Exercise goal -
Starting at the line that contains "arm in the picture above?" and continuing through the end of the items, edit the lines so that "tattooed arm" becomes "inked arm" and nothing else changes. Return only those lines.

Exercise material -
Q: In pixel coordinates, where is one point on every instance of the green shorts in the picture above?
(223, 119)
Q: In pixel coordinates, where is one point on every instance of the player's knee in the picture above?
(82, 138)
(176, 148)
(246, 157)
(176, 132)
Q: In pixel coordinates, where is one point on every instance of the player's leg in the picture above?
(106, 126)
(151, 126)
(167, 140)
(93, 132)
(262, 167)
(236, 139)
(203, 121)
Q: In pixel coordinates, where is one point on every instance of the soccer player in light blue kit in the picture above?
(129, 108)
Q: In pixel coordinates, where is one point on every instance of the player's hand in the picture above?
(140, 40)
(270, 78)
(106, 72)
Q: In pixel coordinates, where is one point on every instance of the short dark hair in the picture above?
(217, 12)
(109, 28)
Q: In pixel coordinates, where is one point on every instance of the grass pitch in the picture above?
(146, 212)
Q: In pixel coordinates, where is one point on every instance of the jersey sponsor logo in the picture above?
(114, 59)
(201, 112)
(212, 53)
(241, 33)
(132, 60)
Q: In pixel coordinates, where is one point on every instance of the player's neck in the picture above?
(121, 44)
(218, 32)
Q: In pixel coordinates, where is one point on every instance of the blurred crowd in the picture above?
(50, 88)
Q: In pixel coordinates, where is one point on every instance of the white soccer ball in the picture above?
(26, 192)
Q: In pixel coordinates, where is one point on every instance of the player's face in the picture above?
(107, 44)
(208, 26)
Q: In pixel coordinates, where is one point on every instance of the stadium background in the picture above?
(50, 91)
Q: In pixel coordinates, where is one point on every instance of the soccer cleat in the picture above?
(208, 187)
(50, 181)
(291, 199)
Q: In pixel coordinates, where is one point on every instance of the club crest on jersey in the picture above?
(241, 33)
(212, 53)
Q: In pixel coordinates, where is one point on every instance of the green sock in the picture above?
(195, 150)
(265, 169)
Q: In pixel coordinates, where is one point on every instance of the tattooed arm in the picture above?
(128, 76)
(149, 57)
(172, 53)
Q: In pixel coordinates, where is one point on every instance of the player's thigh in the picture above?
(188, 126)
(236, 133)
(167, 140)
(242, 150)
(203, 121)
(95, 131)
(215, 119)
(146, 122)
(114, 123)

Task answer -
Q: In pixel coordinates, where is one point on every instance of the inked arm in the picture above?
(128, 76)
(149, 57)
(172, 53)
Q: In pixel coordinates, where is one point on every instance of the player's thigh in the picture above?
(188, 126)
(236, 133)
(167, 140)
(242, 150)
(203, 121)
(95, 131)
(215, 119)
(146, 122)
(114, 123)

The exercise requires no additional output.